■ **Records from a dataset**:
- - - -

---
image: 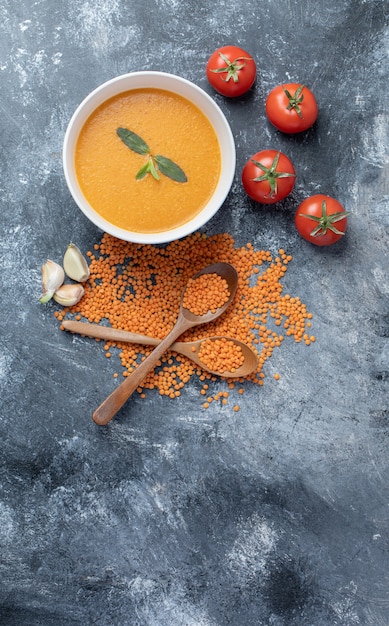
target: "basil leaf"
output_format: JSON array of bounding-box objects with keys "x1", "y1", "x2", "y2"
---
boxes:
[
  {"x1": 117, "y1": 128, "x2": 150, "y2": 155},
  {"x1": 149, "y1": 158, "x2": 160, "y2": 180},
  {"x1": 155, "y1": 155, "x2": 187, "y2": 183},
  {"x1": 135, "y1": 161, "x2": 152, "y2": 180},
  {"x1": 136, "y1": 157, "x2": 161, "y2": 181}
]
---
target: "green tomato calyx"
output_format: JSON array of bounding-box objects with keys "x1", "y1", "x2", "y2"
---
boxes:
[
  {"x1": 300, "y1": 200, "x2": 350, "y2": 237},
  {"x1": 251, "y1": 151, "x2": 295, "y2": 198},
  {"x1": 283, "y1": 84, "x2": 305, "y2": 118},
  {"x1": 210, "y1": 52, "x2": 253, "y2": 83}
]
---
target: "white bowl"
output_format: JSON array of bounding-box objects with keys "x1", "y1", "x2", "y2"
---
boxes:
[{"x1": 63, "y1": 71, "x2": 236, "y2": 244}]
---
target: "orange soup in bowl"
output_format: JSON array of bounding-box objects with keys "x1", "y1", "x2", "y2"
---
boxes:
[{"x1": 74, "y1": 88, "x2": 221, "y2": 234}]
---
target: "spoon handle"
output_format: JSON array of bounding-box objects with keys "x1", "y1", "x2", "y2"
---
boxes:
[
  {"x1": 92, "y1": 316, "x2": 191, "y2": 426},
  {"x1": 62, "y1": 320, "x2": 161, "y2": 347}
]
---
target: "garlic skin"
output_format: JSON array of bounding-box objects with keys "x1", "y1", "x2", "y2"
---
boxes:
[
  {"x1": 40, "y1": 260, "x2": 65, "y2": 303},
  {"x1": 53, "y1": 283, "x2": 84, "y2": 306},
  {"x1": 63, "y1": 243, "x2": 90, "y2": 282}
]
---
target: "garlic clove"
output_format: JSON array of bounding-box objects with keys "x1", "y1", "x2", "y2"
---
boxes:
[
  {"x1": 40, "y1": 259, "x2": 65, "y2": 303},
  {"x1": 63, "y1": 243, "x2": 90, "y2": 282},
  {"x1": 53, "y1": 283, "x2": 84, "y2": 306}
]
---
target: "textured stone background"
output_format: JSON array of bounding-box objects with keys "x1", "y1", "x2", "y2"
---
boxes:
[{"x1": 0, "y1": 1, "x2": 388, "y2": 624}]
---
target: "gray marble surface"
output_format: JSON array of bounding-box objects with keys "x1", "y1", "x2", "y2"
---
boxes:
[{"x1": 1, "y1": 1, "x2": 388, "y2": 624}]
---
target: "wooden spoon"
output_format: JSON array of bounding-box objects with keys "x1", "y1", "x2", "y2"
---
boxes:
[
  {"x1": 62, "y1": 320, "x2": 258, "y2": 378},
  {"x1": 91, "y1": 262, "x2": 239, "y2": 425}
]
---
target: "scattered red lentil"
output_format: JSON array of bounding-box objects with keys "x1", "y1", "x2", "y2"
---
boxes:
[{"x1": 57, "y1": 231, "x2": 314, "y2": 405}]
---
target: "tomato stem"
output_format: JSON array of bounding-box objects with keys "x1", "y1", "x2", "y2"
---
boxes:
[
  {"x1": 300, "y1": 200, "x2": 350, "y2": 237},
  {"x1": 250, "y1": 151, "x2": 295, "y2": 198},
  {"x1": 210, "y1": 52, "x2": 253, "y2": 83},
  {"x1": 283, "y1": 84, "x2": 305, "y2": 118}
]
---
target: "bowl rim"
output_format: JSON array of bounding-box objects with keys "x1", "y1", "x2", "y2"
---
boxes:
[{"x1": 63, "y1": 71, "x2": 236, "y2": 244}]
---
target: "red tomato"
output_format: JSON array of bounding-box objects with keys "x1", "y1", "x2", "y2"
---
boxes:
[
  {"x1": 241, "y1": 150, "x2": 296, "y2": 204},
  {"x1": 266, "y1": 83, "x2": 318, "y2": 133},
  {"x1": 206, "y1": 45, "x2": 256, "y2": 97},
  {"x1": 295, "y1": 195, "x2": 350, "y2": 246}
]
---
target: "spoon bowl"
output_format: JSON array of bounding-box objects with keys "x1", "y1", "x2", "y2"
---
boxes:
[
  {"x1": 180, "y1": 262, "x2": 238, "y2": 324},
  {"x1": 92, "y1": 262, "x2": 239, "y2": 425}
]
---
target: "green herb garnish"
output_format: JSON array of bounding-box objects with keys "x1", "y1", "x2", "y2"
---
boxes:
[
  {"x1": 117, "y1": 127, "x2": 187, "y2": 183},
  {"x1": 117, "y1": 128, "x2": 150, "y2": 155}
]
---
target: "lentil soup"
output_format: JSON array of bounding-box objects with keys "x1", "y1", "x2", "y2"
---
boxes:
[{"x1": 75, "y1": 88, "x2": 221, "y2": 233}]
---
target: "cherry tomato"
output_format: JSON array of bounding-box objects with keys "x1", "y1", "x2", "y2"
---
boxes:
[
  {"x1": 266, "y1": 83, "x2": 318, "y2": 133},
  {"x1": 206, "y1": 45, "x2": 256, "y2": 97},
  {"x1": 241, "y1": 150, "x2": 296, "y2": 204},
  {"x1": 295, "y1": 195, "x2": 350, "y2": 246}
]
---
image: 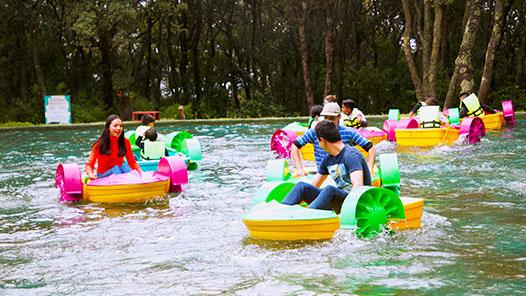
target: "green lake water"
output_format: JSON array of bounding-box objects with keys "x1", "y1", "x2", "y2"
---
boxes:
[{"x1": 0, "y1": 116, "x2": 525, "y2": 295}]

- - - -

Looking over the records, find each line with the word "bowl" and copy it.

target: "white bowl"
target: "orange soup in bowl"
target: "bowl rim"
target: "spoon bowl"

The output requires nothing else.